- [PAGE TEXT]
__________
Search code examples
postgresqlquery-performancepostgresql-11

PostgreSQL subquery case sequential scan


I have 2 tables:

  1. requests: content 60 million records (Used as a log for the website)

  2. requests_hours: content few hundreds of rows (keep updating it every minute from requests tables)

I have the following simple query , but when I execute it, it takes a about 5 minutes to complete, because Postgres do not use the index of the column request_time_utc and just does a sequential scan.

SELECT COUNT(request_id)
FROM requests
WHERE request_time_utc >= (SELECT MAX(request_hour_utc) FROM requests_hours)

enter image description here

but if I just remove the subquery (which, by itself, is executed in 0.003s) and replace it with a static value like in the following, I get the following query executed in only 0.008s:

SELECT COUNT(request_id)
FROM requests
WHERE request_time_utc >= '2019-09-30 17:00:00'

enter image description here

The query should count just a few rows every minute, from 1000 ~ 7000, so certainly an index scan on the column request_time_utc should be much better than a sequential scan.

I didn't understand how to force PostgreSQL to do an index scan for the first query.

The above queries are for simplifying the issue; here is the original one:

SELECT 
            customer_id,
            DATE_TRUNC('hour', request_time_utc) AS request_hour_utc,
            COUNT(request_id) AS total_requests,
            SUM(data_in_size) AS total_data_in_size,
            SUM(data_out_size) AS total_data_out_size,
            SUM(process_long) AS total_process_long
            FROM requests
            WHERE request_time_utc >= (SELECT MAX(request_hour_utc) FROM requests_hours)
                        AND customer_id IS NOT NULL
            GROUP BY request_hour_utc , customer_id
            ORDER BY request_hour_utc DESC;

Solution

  • Move your subquery to CTE, like this (I'm writing this from my phone on the train so you will need to land at the correct query :-) ):

    WITH your_max AS (SELECT MAX(request_hour_utc) as foo FROM requests_hours)
    SELECT COUNT(request_id)
    FROM requests CROSS JOIN your_max
    WHERE request_time_utc >= your_max.foo
__________
Reproduce the PostgreSQL question's text starting with "The query should" and going on through "than a sequential scan.", swapping "every minute" for "every hour".

- [STORED DATA]
__________
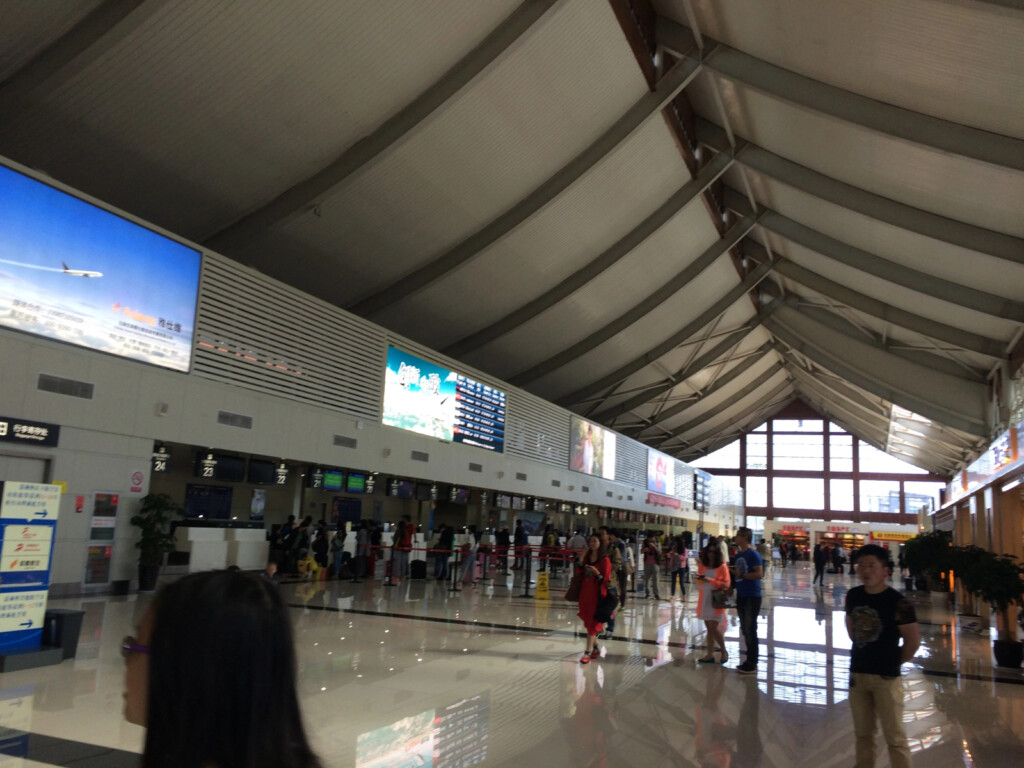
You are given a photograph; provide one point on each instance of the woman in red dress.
__________
- [WRITTEN ANSWER]
The query should count just a few rows every hour, from 1000 ~ 7000, so certainly an index scan on the column request_time_utc should be much better than a sequential scan.